Text excerpt
It looks like you talk about the call path on CONFIG_MEMCG_SWAP.

The owner (task) for a anonymous page cannot be changed. It means that
the previous owner written on the swap entry will be the next user. So,
I think that using the target memcg id from the swap entry for readahead pages
is valid way.

As you concerned, if someone can control swap-readahead to readahead
other's swap entry, one memcg could stress other memcg by using the fact above.
However, as far as I know, there is no explicit way to readahead other's swap
entry so no problem.

Thanks.
Yang Shi April 7, 2020, 12:22 a.m. UTC | #3
On Sun, Apr 5, 2020 at 6:03 PM Joonsoo Kim <js1304@gmail.com> wrote:
>
> 2020년 4월 4일 (토) 오전 3:29, Yang Shi <shy828301@gmail.com>님이 작성:
> >
> > On Thu, Apr 2, 2020 at 10:41 PM <js1304@gmail.com> wrote:
> > >
> > > From: Joonsoo Kim <iamjoonsoo.kim@lge.com>
> > >
> > > Currently, some swapped-in pages are not charged to the memcg until
> > > actual access to the page happens. I checked the code and found that
> > > it could cause a problem. In this implementation, even if the memcg
> > > is enabled, one can consume a lot of memory in the system by exploiting
> > > this hole. For example, one can make all the pages swapped out and
> > > then call madvise_willneed() to load the all swapped-out pages without
> > > pressing the memcg. Although actual access requires charging, it's really
> > > big benefit to load the swapped-out pages to the memory without pressing
> > > the memcg.
> > >
> > > And, for workingset detection which is implemented on the following patch,
> > > a memcg should be committed before the workingset detection is executed.

What to work on
Transcribe the passage of the swap-readahead discussion starting at "It looks like" and ending at "so no problem.".

Supplied entries
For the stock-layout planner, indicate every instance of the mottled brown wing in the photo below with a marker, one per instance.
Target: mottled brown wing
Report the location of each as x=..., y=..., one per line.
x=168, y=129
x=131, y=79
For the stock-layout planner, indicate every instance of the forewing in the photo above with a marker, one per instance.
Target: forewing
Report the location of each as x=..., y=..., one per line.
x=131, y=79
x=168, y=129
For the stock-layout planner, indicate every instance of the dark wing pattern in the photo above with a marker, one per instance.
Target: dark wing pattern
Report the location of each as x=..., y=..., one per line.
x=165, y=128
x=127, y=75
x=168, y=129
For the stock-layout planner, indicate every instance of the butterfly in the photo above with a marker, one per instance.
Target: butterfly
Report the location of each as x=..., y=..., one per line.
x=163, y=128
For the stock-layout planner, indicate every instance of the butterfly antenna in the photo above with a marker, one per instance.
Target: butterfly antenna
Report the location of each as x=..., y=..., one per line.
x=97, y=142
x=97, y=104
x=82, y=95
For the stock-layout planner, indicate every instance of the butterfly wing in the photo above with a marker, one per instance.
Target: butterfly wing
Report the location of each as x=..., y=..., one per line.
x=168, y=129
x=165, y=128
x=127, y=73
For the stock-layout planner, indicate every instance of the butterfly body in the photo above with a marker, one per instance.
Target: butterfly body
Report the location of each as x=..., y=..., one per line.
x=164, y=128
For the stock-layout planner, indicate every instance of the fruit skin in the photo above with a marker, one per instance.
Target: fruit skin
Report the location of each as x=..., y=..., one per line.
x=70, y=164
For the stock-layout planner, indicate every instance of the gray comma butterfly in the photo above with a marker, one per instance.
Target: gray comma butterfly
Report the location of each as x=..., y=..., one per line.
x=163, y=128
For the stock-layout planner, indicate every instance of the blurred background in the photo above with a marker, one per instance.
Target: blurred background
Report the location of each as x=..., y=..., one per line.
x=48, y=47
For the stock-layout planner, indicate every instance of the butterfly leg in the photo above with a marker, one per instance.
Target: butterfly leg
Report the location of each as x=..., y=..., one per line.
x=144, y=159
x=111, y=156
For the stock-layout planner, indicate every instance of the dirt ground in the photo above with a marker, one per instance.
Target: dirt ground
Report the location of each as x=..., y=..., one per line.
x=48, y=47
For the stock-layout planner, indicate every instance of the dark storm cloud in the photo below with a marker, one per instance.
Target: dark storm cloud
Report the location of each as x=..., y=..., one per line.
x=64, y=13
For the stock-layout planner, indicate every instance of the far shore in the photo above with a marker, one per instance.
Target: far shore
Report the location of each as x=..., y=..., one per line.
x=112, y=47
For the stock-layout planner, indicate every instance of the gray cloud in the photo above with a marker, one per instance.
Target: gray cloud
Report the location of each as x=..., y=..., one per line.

Answer
It looks like you talk about the call path on CONFIG_MEMCG_SWAP.

The owner (task) for a anonymous page cannot be changed. It means that
the previous owner written on the swap entry will be the next user. So,
I think that using the target memcg id from the swap entry for readahead pages
is valid way.

As you concerned, if someone can control swap-readahead to readahead
other's swap entry, one memcg could stress other memcg by using the fact above.
However, as far as I know, there is no explicit way to readahead other's swap
entry so no problem.